-- PROBLEM REQUIREMENTS --
Pick out each line in the items below that contains the word "white" and copy it.

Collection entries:

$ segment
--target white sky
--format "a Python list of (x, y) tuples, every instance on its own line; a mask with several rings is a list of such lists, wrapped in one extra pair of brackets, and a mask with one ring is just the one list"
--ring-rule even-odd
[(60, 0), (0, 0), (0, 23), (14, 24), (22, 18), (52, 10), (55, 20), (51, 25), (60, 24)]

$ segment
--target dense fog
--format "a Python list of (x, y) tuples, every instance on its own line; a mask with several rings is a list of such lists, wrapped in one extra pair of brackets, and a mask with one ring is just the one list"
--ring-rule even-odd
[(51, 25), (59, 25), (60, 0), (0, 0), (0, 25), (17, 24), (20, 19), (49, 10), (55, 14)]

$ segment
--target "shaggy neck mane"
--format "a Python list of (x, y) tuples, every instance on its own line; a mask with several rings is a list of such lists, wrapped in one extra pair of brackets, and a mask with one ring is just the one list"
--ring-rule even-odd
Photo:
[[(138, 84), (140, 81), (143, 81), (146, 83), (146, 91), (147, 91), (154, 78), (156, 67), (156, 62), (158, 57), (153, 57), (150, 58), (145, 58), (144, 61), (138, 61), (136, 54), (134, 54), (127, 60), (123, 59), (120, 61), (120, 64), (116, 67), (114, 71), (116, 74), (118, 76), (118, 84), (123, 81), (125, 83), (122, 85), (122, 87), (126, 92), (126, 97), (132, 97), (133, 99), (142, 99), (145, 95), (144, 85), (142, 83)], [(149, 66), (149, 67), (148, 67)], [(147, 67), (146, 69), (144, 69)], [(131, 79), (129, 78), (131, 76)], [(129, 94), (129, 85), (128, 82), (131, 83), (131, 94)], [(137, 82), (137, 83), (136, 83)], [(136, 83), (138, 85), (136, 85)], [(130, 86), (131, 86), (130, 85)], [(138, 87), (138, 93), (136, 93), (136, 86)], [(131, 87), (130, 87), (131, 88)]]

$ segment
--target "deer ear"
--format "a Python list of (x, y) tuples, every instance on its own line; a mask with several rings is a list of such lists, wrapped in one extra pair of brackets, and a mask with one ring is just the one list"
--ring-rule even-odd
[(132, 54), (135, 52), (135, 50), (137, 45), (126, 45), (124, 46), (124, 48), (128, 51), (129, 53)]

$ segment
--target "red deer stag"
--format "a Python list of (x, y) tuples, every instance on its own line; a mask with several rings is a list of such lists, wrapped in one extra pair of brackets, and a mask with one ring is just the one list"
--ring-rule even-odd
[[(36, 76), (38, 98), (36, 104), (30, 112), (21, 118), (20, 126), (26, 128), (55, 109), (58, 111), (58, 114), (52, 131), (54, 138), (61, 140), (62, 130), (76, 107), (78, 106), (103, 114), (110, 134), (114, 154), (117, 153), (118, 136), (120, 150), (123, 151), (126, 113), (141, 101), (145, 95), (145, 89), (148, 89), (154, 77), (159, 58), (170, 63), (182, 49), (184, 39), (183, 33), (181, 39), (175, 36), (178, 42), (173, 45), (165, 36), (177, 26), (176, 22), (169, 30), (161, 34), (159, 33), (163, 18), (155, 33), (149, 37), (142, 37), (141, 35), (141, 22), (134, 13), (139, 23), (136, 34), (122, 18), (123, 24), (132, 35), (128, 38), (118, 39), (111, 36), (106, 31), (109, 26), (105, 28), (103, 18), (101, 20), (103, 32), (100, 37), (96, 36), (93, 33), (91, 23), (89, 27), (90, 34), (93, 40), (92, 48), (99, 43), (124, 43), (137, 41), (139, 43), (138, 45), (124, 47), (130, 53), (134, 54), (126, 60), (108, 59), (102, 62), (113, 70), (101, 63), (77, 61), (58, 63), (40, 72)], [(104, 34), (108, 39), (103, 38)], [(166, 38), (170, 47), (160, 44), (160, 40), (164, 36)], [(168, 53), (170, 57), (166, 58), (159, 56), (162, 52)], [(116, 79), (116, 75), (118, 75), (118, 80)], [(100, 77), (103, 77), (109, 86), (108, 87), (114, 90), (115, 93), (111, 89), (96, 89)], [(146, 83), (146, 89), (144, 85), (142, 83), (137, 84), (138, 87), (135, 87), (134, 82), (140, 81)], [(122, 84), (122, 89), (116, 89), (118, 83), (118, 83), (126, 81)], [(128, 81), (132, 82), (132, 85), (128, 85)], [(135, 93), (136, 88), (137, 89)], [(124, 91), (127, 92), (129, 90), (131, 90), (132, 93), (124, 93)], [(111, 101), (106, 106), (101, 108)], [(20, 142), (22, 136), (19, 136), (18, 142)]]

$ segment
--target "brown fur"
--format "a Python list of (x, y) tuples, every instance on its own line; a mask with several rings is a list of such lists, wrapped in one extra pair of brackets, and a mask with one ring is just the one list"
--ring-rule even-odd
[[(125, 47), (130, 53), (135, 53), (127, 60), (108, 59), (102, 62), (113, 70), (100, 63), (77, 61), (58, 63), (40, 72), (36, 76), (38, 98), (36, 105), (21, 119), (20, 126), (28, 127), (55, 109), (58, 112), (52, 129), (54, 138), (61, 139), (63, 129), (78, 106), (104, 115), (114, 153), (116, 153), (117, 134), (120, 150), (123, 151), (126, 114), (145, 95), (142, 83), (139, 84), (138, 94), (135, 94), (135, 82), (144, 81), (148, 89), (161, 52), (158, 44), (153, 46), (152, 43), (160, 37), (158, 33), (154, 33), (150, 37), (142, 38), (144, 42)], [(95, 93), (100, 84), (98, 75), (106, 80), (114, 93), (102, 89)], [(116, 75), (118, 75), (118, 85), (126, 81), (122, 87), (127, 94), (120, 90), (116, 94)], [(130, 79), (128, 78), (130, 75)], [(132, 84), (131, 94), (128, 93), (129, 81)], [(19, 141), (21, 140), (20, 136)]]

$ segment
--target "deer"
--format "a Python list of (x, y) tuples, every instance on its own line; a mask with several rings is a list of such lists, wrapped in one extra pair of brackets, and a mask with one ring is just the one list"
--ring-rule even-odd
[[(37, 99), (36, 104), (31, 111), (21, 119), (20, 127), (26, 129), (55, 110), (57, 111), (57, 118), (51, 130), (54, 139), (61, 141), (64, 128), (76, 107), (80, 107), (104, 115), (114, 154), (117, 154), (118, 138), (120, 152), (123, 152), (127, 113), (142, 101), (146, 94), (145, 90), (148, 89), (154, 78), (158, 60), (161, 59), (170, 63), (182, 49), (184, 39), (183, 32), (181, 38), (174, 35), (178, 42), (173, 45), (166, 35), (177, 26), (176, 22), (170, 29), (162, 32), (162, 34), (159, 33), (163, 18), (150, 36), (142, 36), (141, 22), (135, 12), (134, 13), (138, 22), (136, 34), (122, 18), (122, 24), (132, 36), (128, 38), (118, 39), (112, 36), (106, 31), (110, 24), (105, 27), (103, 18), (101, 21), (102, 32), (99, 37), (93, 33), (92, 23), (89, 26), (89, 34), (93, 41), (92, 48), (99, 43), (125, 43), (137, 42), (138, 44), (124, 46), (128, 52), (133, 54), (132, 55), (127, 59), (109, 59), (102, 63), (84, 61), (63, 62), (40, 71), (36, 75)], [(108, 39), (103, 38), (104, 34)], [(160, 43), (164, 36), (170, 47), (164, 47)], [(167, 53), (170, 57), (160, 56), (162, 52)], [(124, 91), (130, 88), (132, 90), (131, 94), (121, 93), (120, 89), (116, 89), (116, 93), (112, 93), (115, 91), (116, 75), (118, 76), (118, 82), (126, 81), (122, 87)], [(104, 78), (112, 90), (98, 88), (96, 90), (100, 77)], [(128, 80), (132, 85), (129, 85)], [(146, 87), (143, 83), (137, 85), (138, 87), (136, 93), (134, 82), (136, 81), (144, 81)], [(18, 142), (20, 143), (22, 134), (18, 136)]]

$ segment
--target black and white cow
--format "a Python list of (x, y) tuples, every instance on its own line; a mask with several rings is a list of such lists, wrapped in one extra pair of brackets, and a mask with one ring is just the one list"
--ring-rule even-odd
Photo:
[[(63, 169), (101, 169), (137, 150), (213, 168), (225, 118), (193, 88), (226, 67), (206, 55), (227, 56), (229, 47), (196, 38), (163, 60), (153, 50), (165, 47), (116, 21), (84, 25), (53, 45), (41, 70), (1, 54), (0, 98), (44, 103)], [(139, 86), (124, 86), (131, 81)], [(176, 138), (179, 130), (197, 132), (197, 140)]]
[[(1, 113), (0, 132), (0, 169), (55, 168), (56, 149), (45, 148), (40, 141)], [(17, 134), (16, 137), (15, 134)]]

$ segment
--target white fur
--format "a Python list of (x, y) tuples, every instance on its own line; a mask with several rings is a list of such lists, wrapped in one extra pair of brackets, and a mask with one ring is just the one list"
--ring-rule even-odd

-- OUTPUT OF THE TASK --
--target white sky
--target black and white cow
--target white fur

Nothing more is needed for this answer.